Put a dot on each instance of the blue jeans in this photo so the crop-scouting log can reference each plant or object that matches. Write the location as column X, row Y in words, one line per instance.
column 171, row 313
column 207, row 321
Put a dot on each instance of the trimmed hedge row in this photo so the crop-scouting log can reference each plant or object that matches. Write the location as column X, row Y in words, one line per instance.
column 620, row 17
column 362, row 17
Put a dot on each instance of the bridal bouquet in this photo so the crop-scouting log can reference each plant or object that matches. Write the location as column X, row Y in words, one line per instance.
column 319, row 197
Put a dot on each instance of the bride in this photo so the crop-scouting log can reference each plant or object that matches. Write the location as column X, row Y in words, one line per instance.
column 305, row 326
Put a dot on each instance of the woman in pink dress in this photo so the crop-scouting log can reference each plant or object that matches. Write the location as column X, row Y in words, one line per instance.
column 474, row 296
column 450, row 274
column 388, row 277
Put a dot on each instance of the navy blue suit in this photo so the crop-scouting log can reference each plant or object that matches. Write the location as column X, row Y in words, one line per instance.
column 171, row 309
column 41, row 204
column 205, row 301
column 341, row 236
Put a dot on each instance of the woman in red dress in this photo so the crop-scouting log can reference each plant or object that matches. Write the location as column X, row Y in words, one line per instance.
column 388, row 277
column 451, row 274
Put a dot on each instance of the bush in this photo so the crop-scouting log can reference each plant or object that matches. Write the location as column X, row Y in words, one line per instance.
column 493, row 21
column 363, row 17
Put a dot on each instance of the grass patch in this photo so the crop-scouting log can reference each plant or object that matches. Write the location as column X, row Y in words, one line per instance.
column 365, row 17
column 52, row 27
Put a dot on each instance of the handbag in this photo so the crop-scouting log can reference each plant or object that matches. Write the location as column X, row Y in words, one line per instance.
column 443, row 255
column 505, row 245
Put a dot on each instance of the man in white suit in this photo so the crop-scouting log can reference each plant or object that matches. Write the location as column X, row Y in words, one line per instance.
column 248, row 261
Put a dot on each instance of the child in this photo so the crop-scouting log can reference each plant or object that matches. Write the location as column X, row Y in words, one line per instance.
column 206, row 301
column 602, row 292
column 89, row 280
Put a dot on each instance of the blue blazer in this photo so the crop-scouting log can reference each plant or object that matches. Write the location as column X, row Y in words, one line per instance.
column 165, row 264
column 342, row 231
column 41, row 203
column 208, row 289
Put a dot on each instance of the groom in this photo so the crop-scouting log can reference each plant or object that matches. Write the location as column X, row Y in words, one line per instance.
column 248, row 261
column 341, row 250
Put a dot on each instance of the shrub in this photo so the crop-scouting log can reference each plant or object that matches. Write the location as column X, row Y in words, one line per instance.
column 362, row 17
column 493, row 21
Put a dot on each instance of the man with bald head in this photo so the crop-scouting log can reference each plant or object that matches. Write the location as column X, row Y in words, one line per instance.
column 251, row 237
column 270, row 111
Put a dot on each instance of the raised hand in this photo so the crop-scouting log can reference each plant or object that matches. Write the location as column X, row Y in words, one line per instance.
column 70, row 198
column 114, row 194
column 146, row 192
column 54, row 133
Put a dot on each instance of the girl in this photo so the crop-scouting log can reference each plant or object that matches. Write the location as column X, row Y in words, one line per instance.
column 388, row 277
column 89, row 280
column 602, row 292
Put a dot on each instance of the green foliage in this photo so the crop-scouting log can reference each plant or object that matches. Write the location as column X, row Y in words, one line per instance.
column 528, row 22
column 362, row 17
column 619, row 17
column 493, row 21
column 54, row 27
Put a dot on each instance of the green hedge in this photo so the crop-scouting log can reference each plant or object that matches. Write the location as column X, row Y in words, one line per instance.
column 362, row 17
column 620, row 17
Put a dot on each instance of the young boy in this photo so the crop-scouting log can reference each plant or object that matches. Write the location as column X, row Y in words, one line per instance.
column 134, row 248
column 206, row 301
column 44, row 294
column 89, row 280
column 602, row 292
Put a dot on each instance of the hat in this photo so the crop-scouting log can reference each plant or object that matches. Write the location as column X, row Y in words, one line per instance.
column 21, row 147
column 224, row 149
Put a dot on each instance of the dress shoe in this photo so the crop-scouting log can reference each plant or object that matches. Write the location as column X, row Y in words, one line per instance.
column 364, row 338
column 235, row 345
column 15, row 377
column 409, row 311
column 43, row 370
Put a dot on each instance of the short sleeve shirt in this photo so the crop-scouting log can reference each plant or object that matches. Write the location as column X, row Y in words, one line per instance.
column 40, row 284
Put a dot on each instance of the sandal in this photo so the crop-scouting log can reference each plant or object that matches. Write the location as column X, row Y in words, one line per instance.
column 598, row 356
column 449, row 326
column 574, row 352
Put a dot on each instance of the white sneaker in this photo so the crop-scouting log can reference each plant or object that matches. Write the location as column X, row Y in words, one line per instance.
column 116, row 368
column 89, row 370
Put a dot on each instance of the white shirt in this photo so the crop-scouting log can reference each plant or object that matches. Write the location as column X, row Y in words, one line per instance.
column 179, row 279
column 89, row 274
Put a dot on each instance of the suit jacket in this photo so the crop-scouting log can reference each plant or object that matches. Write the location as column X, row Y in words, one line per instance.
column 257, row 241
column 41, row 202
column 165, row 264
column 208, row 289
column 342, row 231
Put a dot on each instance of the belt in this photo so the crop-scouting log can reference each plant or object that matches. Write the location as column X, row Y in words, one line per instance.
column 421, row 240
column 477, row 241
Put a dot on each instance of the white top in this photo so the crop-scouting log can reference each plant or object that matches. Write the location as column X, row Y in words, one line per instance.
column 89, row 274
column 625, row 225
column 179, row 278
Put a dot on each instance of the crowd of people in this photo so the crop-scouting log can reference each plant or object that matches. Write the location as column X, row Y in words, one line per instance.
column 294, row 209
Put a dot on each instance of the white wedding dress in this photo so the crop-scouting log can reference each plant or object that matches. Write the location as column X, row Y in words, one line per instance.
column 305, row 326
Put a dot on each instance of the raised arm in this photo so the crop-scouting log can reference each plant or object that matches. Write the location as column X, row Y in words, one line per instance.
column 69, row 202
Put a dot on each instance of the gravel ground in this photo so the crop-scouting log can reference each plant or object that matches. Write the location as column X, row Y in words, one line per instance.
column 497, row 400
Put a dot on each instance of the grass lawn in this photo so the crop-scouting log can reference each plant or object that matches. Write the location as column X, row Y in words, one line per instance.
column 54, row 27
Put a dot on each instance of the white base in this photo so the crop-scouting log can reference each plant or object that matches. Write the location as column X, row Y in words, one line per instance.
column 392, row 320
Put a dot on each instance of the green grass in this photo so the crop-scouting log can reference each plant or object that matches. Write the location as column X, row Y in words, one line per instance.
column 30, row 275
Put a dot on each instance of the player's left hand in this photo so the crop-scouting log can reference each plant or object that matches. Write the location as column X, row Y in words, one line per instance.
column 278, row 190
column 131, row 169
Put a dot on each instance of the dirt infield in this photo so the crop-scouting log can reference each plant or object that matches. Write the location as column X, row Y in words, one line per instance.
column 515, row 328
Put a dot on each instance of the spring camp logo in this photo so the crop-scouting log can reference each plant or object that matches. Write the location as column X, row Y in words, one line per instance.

> [Assignment]: Without leaving anything out, quote all the data.

> [Exercise output]:
Put a dot on each instance of the blue jeans in this photo so the crop-scouting log can reference each plant or object that matches. Write the location as column X, row Y in words, one line per instance.
column 171, row 313
column 207, row 321
Put a dot on each instance of the trimmed hedge row in this photo so the crop-scouting log can reference each plant or object that matches. Write the location as column X, row Y in words, one line per instance.
column 620, row 17
column 362, row 17
Put a dot on each instance of the bridal bouquet in this photo so the crop-scouting log can reference each plant or object that matches. Write the location as column X, row Y in words, one line per instance.
column 319, row 197
Put a dot on each instance of the bride in this photo so the crop-scouting log can reference each plant or object that matches. Write the location as column X, row Y in words, one line per instance.
column 305, row 326
Put a dot on each instance of the woman in pink dress in this photo so the crop-scouting log can reference each plant or object that matches. Write the location as column X, row Y in words, one line per instance.
column 474, row 296
column 450, row 274
column 388, row 277
Put a dot on each instance of the navy blue suit in this photo so the crop-scouting log can reference each plant or object that matches. Write the location as column X, row Y in words, one line per instance.
column 171, row 309
column 41, row 204
column 205, row 301
column 341, row 236
Put a dot on each instance of the woman in red dress in this photo so the crop-scouting log can reference each plant or object that matches. Write the location as column X, row Y in words, one line per instance.
column 388, row 277
column 451, row 274
Put a dot on each instance of the bush in this photo so the crop-scouting log can reference each plant or object that matches. Write the location as column X, row Y in words, one line per instance.
column 493, row 21
column 363, row 17
Put a dot on each instance of the grass patch in this photo so the crop-scouting log can reference each plant or object that matches. Write the location as column X, row Y in words, one line per instance.
column 365, row 17
column 52, row 27
Put a dot on each instance of the handbag in this photo so the crop-scouting log can reference each plant or object that matches. Write the location as column X, row Y in words, one line per instance.
column 443, row 255
column 505, row 245
Put a dot on each instance of the man in white suit in this photo so the crop-scouting log can reference each plant or object that matches. Write the location as column X, row Y in words, one line per instance.
column 248, row 261
Put a dot on each instance of the child in this photo so the crop-scouting log can reference each plant or object that matches. Write the location as column X, row Y in words, one line per instance.
column 206, row 301
column 602, row 292
column 89, row 280
Put a dot on each instance of the blue blazer in this photo so the crop-scouting log can reference each plant or object that matches. Write the location as column X, row Y in words, one line per instance.
column 165, row 264
column 342, row 231
column 41, row 203
column 208, row 289
Put a dot on each instance of the groom in this photo so the crop-scouting log can reference each plant or object that matches. Write the location as column X, row Y in words, one line per instance.
column 248, row 261
column 341, row 250
Put a dot on each instance of the shrub in this photo so the crop-scouting log can reference each plant or object that matches. Write the location as column X, row Y in words, one line per instance.
column 362, row 17
column 493, row 21
Put a dot on each instance of the man with bald head in this photo so the crop-scouting log can reference each plant or object that matches. Write the location as column X, row Y in words, one line per instance.
column 251, row 237
column 270, row 111
Put a dot on each instance of the raised hand in this photo so the crop-scouting log can reference each plant or object that matches. Write the location as column X, row Y in words, one line per instance.
column 70, row 198
column 114, row 194
column 146, row 192
column 54, row 133
Put a dot on each instance of the girl in this photo so the crop-scouting log can reference each plant or object that matches. Write the location as column X, row Y in words, one line per instance.
column 388, row 277
column 89, row 280
column 602, row 292
Put a dot on each instance of the green foliage in this photo so the crop-scouting log can reference each plant or object that matches. Write the location as column X, row Y in words, one line per instance.
column 528, row 22
column 362, row 17
column 619, row 17
column 493, row 21
column 54, row 27
Put a dot on each instance of the green hedge in this photo so the crop-scouting log can reference each plant or object that matches. Write the location as column X, row Y in words, one line per instance.
column 362, row 17
column 620, row 17
Put a dot on each instance of the young boy in this photo so the crop-scouting log can reference each plant or object that matches. Write the location as column X, row Y in words, one line per instance.
column 134, row 248
column 206, row 301
column 44, row 294
column 89, row 280
column 602, row 292
Put a dot on each instance of the hat in this photo so the crop-scouting log can reference each plant or object that matches. Write the location as column X, row Y in words, one line per instance.
column 21, row 147
column 224, row 149
Put a dot on each instance of the dress shoe in this photo so the crop-scouting log can reference each plant or object that matches. Write the location as column X, row Y in words, one line per instance.
column 364, row 338
column 235, row 345
column 15, row 377
column 409, row 311
column 43, row 370
Put a dot on each instance of the short sleeve shirt in this photo so the crop-scouting log can reference each plant or object that matches. Write the location as column X, row Y in words, one line per instance.
column 40, row 284
Put a dot on each instance of the sandal in this photo so the crop-scouting log can reference each plant or object that matches. Write the location as column X, row Y in words, one line per instance.
column 598, row 356
column 449, row 326
column 574, row 352
Put a dot on each instance of the white sneaker in this photo so the crop-scouting log can reference each plant or object that matches. Write the location as column X, row Y in words, one line per instance.
column 116, row 368
column 89, row 370
Put a dot on each instance of the white shirt in this photo so the crop-scouting log can reference each plant or object that matches. Write the location as column X, row Y in words, one line per instance.
column 179, row 279
column 89, row 274
Put a dot on each instance of the suit jacket in this photo so the crop-scouting log can reference each plant or object that matches. Write the location as column X, row Y in words, one line per instance.
column 257, row 241
column 41, row 202
column 165, row 264
column 208, row 289
column 342, row 231
Put a dot on each instance of the belt in this photo so the crop-scouting log can reference each plant or object that matches. Write the location as column X, row Y in words, one line per instance.
column 421, row 240
column 477, row 241
Put a dot on each instance of the white top in this photo so the crop-scouting log can reference each plant or object that matches. Write the location as column X, row Y in words, one line per instance.
column 89, row 274
column 625, row 225
column 179, row 278
Put a dot on each instance of the crowd of people in this photo so the crop-scouting log can reference each plant or object that matches. Write the location as column X, row Y in words, one line per instance.
column 294, row 209
Put a dot on each instance of the white wedding dress in this photo so the crop-scouting log can reference each plant or object that matches. Write the location as column X, row Y in words, one line per instance.
column 305, row 326
Put a dot on each instance of the raised arm in this photo so the crop-scouting log can reference each plant or object that matches. Write the location as column X, row Y in words, one line per instance.
column 69, row 202
Put a dot on each instance of the gravel ground in this photo so the crop-scouting log can reference each plant or object that matches. Write the location as column X, row Y in words, one line per instance.
column 497, row 400
Put a dot on each instance of the grass lawn in this photo so the crop-scouting log can reference each plant or object that matches. Write the location as column X, row Y in words, one line per instance.
column 54, row 27
Put a dot on each instance of the white base in this photo so the crop-scouting log can reference each plant or object that matches. Write the location as column X, row Y in words, one line per instance.
column 392, row 320
Put a dot on each instance of the green grass in this photo so the crop-scouting log can reference each plant or object that matches. Write the location as column X, row Y in words, one line per instance.
column 30, row 275
Put a dot on each instance of the player's left hand in this photo so the crop-scouting log can reference each plant or object that matches. Write the location as column X, row Y in words, one line per instance.
column 278, row 190
column 131, row 169
Put a dot on each instance of the dirt infield in this photo so the crop-scouting log can reference each plant or object that matches. Write the location as column X, row Y in words, one line per instance.
column 515, row 328
Put a dot on each instance of the spring camp logo in this photo so the crop-scouting log can reference each plant or object that matches. Write the location as column X, row Y in words, one line per instance.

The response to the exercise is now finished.